** DIE AUFGABE 1 **
Gib an, in wie vielen Zeilen der Liste das Wort „flag“ vorkommt, und nenne dabei nur die Zahl. Groß- und Kleinschreibung zählt.

** TEXTAUSZUG **
--*--
Wenn es darum geht, moderne Panzerfahrzeuge zu umschreiben, verwenden die meisten Menschen das Wort „Panzer“ für alles, was Ketten und Kanone besitzt. Wer sich etwas fürs Militärische interessiert, nennt jeden Panzer, den er im Fernsehen, in Büchern oder in Filmen sieht einen „Kampfpanzer“. Kein Wunder, dass es zu überraschten Reaktionen kommt, wenn dann jemand einen T-64 als mittelschweren Panzer bezeichnet. Die Geschichte von Panzerbezeichnungen ist sehr verworren und hängt stark von länderspezifischen Kategorisierungen ab. Um zu erfahren, wie unübersichtlich die ganze Sache mit der Fahrzeugbezeichnung sein kann, müssen wir uns zurück in die Zeit vor dem Zweiten Weltkrieg versetzen, als die Verwirrung ihren Anfang nahm.
T-64 Lutsk

Zweiter Weltkrieg und die Zeit davor

Das Chaos der Panzerbenennungen ist nicht allein auf die heutige Zeit beschränkt, ganz im Gegenteil - die Einführung des Begriffs Kampfpanzer machte die Sache um einiges übersichtlicher. Generell gesagt wurden Panzer vor und teilweise noch während des Zweiten Weltkriegs nach folgenden Merkmalen bezeichnet:

  • Ihren Verwendungszweck (Infanterie, Kavallerie, Durchbruch)
--*--
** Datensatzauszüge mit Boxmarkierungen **
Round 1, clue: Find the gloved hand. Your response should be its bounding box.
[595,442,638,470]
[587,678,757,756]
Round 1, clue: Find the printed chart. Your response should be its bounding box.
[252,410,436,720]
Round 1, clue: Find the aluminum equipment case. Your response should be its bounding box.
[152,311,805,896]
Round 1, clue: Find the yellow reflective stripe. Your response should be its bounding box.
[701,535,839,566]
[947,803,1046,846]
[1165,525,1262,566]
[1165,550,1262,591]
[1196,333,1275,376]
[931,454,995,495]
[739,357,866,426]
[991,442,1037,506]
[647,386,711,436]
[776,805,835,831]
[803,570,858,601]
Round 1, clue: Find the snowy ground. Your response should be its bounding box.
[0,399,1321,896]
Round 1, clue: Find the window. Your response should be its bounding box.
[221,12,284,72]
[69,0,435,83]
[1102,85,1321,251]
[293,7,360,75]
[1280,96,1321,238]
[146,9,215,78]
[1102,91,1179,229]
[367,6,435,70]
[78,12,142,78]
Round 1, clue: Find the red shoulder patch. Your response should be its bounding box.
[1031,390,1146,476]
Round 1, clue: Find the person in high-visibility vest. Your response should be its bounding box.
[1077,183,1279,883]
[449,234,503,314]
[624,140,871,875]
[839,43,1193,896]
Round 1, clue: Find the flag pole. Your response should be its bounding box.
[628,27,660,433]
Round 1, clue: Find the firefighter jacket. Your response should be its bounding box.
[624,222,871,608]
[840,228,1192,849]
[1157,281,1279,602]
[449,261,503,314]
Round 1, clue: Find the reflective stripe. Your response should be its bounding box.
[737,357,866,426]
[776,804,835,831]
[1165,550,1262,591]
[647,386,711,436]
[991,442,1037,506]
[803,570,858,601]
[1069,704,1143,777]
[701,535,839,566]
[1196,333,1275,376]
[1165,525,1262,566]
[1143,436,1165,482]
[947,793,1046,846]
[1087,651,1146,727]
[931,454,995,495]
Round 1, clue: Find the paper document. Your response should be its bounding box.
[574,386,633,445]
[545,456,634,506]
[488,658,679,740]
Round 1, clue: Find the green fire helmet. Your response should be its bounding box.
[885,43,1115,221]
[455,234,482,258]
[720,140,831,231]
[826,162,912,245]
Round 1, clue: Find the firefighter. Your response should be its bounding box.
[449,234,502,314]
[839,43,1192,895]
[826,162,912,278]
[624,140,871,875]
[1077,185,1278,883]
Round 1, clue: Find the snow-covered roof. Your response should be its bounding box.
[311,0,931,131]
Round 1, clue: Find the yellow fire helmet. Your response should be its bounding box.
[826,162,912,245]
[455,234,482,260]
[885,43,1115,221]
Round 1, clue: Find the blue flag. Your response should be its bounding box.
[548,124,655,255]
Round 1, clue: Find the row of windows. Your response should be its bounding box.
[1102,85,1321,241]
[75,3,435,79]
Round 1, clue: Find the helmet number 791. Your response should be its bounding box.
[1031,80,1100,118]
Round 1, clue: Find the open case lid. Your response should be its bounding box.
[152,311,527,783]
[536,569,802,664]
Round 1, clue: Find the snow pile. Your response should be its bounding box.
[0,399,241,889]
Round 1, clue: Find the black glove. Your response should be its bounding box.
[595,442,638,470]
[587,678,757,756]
--*--
** DIE AUFGABE 2 **
Schreib aus dem Text über Panzerbezeichnungen alles von „Zweiter Weltkrieg und“ bis hinunter zu „(Infanterie, Kavallerie, Durchbruch)“ wortgetreu ab.

** ERWARTETE AUSGABE 1 **
2

** ERWARTETE AUSGABE 2 **
Zweiter Weltkrieg und die Zeit davor

Das Chaos der Panzerbenennungen ist nicht allein auf die heutige Zeit beschränkt, ganz im Gegenteil - die Einführung des Begriffs Kampfpanzer machte die Sache um einiges übersichtlicher. Generell gesagt wurden Panzer vor und teilweise noch während des Zweiten Weltkriegs nach folgenden Merkmalen bezeichnet:

  • Ihren Verwendungszweck (Infanterie, Kavallerie, Durchbruch)